**Tareas a realizar:**
**a.** Responde estas preguntas a partir del texto de origen, cada una en su propia línea y con la misma marca:
(i) ¿Qué opción de visualización de pandas se fija en 200?
(ii) ¿Qué hace la función label_columns con los nombres de las columnas indicadas?
(iii) ¿Según qué columna ordena la función completitud su resultado, y en qué orden?
**b.** Resume el texto de origen en dos oraciones.
─── Texto de origen ───
<h1 style="color:blue"> IMPORTAR LIBRERIAS </h1>

In [3]:
# Librerías
import sys
import warnings
import pathlib
from termcolor import colored

# Librerías para manipulación de datos
import pandas as pd
import numpy as np
from scipy import stats
import re
import unicodedata
import nltk
import unicodedata
from random import sample
from textblob import TextBlob
from sklearn.feature_extraction.text import CountVectorizer
from sklearn.impute import SimpleImputer
from category_encoders import TargetEncoder
from unidecode import unidecode
from nltk.corpus import stopwords
from nltk import FreqDist
from statsmodels.stats.outliers_influence import variance_inflation_factor

# Librerías para visualización de datos
import plotly
import plotly.graph_objects as go
import plotly.express as px
import cufflinks as cf
import stylecloud
from PIL import Image
from plotly.offline import plot,iplot
pd.options.plotting.backend = "plotly"
cf.go_offline()
pd.set_option("display.max_columns",200)

<h1 style="color:blue"> FUNCIONES PARA MANIPULACIÓN DE DATOS </h1>

### FUNCIÓN PARA ETIQUETAR VARIABLES

In [2]:
'''
This function is used to rename columns
according to its type.
'''
def label_columns(df,feats,prefix):

    """labels columns' names with the given prefix.

    Parameters
    ----------
    df : pandas.DataFrame
        Data frame whose columns will be labeled.
    feats : list of strings
        list with column names to label.
    prefix : string
        string prefix to add at the begining of coumn names.

    Returns
    -------
    pandas.DataFrame
        Returns the same dataframe from the input with column names labeled.
    """
    feats_new=[prefix+x for x in feats]
    df=df.rename(columns=dict(zip(feats,feats_new)))
    return df

### FUNCIÓN PARA EVALUAR COMPLETITUD

In [3]:
def completitud(df):
    """Checks percentage of non missing values.

    Parameters
    ----------
    df : pandas.DataFrame
        Data

    Returns
    -------
    pandas.DataFrame
        dataframe with the columns of:
            columna: column
            total: total number of missings
            completitud: percentage of non missing values
    """
    comp=pd.DataFrame(df.isnull().sum())
    comp.reset_index(inplace=True)
    comp=comp.rename(columns={"index":"columna",0:"total"})
    comp["completitud"]=(1-comp["total"]/df.shape[0])*100
    comp=comp.sort_values(by="completitud",ascending=True)
    comp.reset_index(drop=True,inplace=True)
─── Extractos de registros ───
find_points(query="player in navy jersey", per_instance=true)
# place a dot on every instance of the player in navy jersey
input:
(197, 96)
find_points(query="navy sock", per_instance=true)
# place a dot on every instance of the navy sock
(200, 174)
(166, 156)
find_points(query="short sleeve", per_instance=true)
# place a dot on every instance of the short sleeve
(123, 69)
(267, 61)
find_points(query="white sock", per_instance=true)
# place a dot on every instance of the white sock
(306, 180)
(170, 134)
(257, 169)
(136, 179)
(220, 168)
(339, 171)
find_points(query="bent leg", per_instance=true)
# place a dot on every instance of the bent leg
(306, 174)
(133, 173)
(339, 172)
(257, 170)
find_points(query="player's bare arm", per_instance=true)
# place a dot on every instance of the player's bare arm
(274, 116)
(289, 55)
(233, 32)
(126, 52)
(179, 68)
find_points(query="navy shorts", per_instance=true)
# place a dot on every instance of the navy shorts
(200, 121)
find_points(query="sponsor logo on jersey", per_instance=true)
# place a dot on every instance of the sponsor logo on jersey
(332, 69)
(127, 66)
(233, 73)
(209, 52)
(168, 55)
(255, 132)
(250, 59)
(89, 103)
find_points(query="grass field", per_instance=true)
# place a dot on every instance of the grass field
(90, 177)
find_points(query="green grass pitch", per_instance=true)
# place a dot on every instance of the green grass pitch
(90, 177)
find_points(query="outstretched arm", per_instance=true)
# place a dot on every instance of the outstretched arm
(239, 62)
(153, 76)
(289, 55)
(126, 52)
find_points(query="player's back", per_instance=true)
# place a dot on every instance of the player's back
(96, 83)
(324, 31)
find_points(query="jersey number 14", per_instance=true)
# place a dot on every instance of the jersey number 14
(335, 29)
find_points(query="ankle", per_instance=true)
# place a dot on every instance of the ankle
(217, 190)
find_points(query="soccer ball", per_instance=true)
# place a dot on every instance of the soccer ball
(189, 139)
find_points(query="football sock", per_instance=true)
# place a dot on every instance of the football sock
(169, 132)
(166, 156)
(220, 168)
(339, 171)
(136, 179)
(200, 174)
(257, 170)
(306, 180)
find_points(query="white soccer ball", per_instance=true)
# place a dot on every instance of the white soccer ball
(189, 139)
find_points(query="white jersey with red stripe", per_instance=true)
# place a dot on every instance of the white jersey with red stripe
───
**Resultados del ejercicio:**
**a.**
(i) La opción "display.max_columns".
(ii) Les añade el prefijo dado al principio y devuelve el mismo dataframe con esos nombres cambiados.
(iii) Según la columna "completitud", en orden ascendente.

**b.** El texto importa librerías de Python para manipular y visualizar datos, entre ellas pandas, numpy, nltk y plotly. Después define dos funciones: label_columns, que añade un prefijo a los nombres de las columnas indicadas de un dataframe, y completitud, que calcula para cada columna el número de valores faltantes y el porcentaje de valores no faltantes.